■ PASSAGE:
AARP Hearing Center
You might remember Moon Unit Zappa as the teenage voice behind phrases like “gag me with a spoon” and “it’s like, tubular” in her dad Frank Zappa’s 1982 song “Valley Girl.” These days, the 56-year-old is putting her voice on paper in a new memoir, Earth to Moon, out Aug. 20. Zappa writes about growing up in the shadow of her famous father — a prolific composer, musician and social critic who died from cancer complications in 1993 — and the rift that developed among her siblings following the 2015 death of their mother, Gail Zappa, who stipulated that her two younger children, Ahmet, 50, and Diva, 45, would be in charge of the family trust and receive a 30 percent share each; Dweezil, 54, and Moon received 20 percent shares. Zappa tells AARP why writing the book has been cathartic, the other memoirs that have inspired her and what she misses most about her father.
This interview has been edited for length and clarity.
When did you start thinking that you wanted to write a memoir?
Right after my mom pulled her big stunt. For my own sense of well-being, I just thought, I need to tell myself the story and treat it like a detective working a cold case.… It was just such a shock to me, her choices in the end. That, in summation, after a lifetime of knowing me, she’s like “Eh, I don’t wish you well forever.” It was a big regroup.
If it is a detective story, did you solve anything?
Well, I think in doing my research and just looking at facts — like how often my father was touring and thinking, Oh wow, [my mother] would have been alone for nine months with three of us. I had a lot more empathy than I thought I would have for the villain in my life. And also what I learned was that everybody has the right and the dignity to have their own choices and the dignity of those choices. I set out to understand — not to attack, but just to make sense of — who these people were that I spent so much time with. I was blindsided, because I thought we were all on the same path. I assumed we all valued family as much as I do. And my living siblings might say they do, and they express it differently. So just trying to understand where I begin and end and where they begin and end.
What do your siblings think about you writing this book?
They’ve expressed no curiosity or interest.

■ GIVEN DATA:
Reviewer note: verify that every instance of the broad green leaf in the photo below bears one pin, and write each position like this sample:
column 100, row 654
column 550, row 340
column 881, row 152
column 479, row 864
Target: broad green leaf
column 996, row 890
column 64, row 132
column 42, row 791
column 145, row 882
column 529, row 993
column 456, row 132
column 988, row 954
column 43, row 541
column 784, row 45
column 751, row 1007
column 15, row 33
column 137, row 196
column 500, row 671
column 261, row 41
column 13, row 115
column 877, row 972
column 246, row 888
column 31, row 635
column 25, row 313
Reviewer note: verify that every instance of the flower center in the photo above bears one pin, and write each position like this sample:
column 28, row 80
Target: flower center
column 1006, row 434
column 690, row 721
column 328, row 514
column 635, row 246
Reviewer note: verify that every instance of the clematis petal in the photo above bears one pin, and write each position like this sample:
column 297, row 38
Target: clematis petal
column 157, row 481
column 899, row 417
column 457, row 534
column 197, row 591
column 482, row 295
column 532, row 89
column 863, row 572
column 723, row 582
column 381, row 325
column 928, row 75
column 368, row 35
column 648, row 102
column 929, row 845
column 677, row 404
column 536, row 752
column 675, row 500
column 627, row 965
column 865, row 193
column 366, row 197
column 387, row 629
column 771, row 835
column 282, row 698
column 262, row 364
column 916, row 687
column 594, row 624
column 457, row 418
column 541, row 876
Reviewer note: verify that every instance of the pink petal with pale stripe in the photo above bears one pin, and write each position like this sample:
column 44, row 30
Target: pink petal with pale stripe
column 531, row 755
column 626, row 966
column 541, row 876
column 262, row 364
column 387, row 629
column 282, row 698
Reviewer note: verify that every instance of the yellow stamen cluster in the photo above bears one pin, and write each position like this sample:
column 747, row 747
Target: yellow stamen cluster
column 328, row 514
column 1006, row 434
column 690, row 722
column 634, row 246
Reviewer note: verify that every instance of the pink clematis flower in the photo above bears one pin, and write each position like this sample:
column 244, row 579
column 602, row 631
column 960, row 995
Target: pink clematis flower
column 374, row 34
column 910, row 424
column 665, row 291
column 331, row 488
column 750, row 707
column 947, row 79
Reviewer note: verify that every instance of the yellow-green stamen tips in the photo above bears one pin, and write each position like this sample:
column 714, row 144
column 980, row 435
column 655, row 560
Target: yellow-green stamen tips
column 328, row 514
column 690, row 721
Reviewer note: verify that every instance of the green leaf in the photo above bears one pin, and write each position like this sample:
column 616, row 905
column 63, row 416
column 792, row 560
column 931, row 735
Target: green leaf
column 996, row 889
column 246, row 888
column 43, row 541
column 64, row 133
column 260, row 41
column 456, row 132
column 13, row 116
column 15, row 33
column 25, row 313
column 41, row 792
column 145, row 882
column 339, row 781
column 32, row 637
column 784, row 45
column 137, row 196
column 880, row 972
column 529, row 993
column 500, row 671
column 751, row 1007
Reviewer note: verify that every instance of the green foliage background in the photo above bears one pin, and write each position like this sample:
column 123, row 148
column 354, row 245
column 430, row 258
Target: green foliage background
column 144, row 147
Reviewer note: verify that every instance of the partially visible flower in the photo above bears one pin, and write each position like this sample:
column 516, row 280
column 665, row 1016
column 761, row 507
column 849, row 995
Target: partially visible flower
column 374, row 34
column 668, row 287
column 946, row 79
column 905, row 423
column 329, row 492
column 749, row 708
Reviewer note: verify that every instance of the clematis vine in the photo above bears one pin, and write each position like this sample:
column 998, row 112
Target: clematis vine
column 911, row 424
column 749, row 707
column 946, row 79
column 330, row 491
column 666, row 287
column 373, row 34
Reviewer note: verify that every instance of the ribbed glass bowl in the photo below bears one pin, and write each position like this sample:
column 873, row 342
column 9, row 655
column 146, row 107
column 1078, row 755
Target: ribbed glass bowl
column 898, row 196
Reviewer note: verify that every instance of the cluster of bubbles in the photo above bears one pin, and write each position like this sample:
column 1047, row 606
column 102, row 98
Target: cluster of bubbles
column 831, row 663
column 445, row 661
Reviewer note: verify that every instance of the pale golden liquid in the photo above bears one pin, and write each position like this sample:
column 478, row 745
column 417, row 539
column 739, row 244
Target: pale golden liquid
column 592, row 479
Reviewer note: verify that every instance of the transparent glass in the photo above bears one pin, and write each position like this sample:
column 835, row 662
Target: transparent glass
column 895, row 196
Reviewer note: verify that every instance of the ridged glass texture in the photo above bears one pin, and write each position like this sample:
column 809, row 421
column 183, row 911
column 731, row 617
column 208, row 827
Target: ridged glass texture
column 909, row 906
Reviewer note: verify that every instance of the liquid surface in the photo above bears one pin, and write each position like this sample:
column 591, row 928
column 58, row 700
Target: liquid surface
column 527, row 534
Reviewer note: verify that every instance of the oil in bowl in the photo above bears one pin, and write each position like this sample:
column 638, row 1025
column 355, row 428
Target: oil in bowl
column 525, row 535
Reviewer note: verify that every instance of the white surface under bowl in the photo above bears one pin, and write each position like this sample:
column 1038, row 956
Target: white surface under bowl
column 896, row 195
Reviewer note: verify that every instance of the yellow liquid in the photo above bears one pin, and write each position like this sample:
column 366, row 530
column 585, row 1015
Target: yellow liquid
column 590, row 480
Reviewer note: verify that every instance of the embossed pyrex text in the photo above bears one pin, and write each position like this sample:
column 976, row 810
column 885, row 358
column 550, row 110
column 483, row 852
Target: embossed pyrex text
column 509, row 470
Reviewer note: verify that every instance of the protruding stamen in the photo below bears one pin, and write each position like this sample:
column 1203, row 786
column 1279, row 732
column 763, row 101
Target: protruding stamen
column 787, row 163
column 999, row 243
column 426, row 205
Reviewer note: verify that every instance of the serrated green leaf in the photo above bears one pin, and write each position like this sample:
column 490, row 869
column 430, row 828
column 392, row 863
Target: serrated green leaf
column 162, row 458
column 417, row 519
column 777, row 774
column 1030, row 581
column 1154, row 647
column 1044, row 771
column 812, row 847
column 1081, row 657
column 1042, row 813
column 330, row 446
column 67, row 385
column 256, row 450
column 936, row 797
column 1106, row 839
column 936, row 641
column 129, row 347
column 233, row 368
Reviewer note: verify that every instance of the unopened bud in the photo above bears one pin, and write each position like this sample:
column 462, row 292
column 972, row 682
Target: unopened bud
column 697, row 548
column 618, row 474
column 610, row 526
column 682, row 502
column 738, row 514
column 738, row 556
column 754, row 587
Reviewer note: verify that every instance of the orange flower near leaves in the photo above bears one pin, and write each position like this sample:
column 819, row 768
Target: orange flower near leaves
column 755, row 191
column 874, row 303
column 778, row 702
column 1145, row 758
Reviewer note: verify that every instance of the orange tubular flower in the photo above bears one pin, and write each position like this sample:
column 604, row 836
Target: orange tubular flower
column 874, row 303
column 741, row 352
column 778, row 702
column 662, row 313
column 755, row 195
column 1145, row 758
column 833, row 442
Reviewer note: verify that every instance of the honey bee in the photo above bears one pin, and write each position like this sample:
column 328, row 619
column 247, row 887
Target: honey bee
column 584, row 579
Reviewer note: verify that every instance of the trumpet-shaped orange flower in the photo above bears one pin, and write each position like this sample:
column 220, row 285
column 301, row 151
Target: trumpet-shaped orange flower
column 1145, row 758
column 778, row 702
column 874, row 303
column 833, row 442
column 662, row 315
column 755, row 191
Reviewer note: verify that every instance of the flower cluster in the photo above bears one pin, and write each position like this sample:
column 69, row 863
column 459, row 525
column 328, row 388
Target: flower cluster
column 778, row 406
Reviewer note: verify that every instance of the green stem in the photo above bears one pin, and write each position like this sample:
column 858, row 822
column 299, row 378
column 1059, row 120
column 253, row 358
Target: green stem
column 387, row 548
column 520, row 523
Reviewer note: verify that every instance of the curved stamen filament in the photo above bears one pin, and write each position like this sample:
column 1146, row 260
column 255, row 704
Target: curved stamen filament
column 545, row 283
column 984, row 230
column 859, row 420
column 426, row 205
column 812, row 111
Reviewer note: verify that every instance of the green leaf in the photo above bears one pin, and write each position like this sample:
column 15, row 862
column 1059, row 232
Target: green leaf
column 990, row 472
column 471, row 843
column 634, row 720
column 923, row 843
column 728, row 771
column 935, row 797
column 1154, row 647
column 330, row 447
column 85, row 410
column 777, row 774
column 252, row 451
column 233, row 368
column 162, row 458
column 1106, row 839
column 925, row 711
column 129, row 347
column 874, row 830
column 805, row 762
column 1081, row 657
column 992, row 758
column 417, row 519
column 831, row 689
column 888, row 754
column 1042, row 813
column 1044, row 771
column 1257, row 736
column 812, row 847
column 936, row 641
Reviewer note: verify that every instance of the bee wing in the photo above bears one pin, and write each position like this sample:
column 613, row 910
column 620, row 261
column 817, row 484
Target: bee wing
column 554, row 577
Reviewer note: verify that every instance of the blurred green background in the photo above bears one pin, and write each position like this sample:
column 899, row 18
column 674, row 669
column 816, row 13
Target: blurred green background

■ WORK INSTRUCTIONS:
1) In the Moon Unit Zappa interview, why did Zappa end up feeling more empathy for her mother than she expected? Answer in one to three sentences.
2) Reproduce everything in the Moon Unit Zappa interview from "If it is a detective" down to "begin and end.", word for word.

■ PER-TASK OUTPUTS:
1) Her research included facts such as how often her father was on tour. That made her realize her mother would have been alone for nine months with three children, which gave her more empathy than she expected for the person she calls the villain in her life.

2)
If it is a detective story, did you solve anything?
Well, I think in doing my research and just looking at facts — like how often my father was touring and thinking, Oh wow, [my mother] would have been alone for nine months with three of us. I had a lot more empathy than I thought I would have for the villain in my life. And also what I learned was that everybody has the right and the dignity to have their own choices and the dignity of those choices. I set out to understand — not to attack, but just to make sense of — who these people were that I spent so much time with. I was blindsided, because I thought we were all on the same path. I assumed we all valued family as much as I do. And my living siblings might say they do, and they express it differently. So just trying to understand where I begin and end and where they begin and end.